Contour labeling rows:

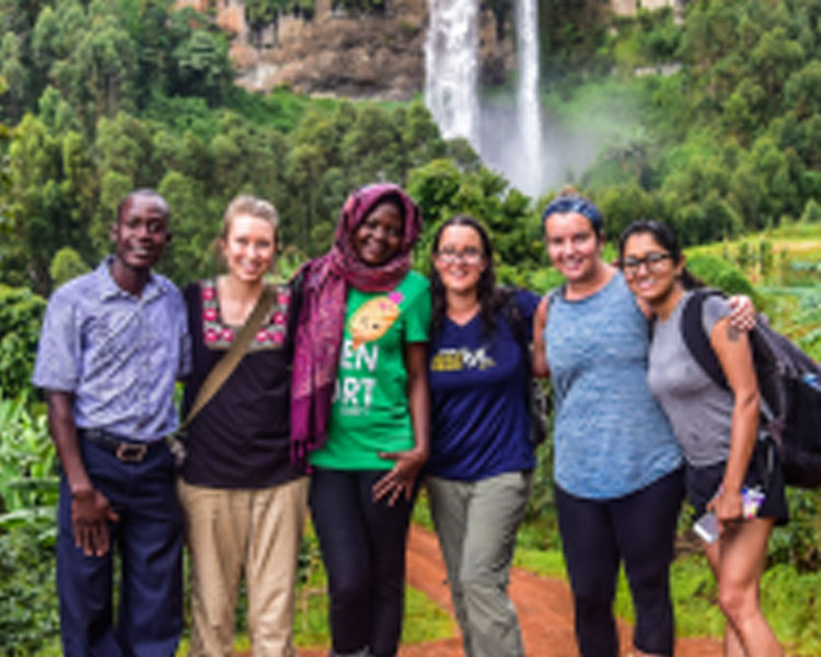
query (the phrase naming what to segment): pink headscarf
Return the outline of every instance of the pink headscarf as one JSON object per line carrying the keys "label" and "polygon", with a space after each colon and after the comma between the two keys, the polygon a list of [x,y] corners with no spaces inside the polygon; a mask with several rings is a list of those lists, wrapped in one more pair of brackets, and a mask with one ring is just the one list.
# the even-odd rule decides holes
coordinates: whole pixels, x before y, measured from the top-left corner
{"label": "pink headscarf", "polygon": [[[385,197],[403,209],[400,250],[373,267],[354,247],[354,233]],[[418,206],[402,187],[377,183],[348,196],[336,224],[334,245],[325,255],[302,266],[302,306],[293,344],[291,372],[291,458],[304,462],[308,453],[327,439],[327,418],[339,362],[348,286],[366,292],[390,291],[410,270],[410,250],[421,232]]]}

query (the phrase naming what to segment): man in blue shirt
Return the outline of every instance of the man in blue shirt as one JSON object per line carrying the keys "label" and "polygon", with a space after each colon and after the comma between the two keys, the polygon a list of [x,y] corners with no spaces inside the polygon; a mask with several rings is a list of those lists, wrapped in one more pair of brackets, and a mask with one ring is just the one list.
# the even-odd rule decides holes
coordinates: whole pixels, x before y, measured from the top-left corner
{"label": "man in blue shirt", "polygon": [[[177,288],[151,272],[170,239],[169,207],[129,194],[116,249],[51,296],[33,382],[48,400],[62,464],[57,589],[67,656],[173,656],[182,627],[182,514],[165,436],[174,381],[190,351]],[[112,621],[112,546],[122,561]]]}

**Written exercise**
Write out the rows above again, putting "counted from the top-left corner" in place of "measured from the top-left corner" each time it appears and keeping everything else the same. Leave the pictures out.

**Response below**
query (the phrase naming what to segment): pink headscarf
Return the outline of every instance of the pink headscarf as one JSON object per line carrying the keys "label" and "polygon", with a space after each colon and after the comma between the two keys, the polygon a list of [x,y] corners with no spaces inside the polygon; a mask with several rings is a list of those lists, wrapped in one more pair of brackets, and a mask with one ring is just the one list.
# the even-odd rule decides holes
coordinates: whole pixels, x before y, counted from the top-left corner
{"label": "pink headscarf", "polygon": [[[385,197],[403,209],[400,250],[373,267],[354,247],[354,233]],[[418,206],[402,187],[377,183],[348,196],[336,224],[334,245],[325,255],[302,266],[302,306],[293,344],[291,372],[291,458],[304,462],[308,453],[327,439],[327,418],[339,362],[348,286],[366,292],[390,291],[410,270],[410,250],[421,232]]]}

query (the phrase naming what to segment): man in blue shirt
Return the outline of every instance of the man in blue shirt as one JSON object per line carrying the keys "label" and "polygon", with a space after each colon and after the comma between the two keys, the polygon a list of [x,y] corners with no spaces inside the polygon; a mask with several rings is a list of those lists, wrapped in one more pair of brackets, and a mask with one ring is just the one list.
# the even-odd rule decides holes
coordinates: whole pixels, x before y, counted from the top-left corner
{"label": "man in blue shirt", "polygon": [[[177,288],[151,272],[170,239],[169,207],[129,194],[116,249],[51,296],[33,382],[48,400],[62,464],[57,589],[67,656],[173,656],[182,627],[182,514],[165,436],[174,381],[190,351]],[[112,621],[112,546],[122,561]]]}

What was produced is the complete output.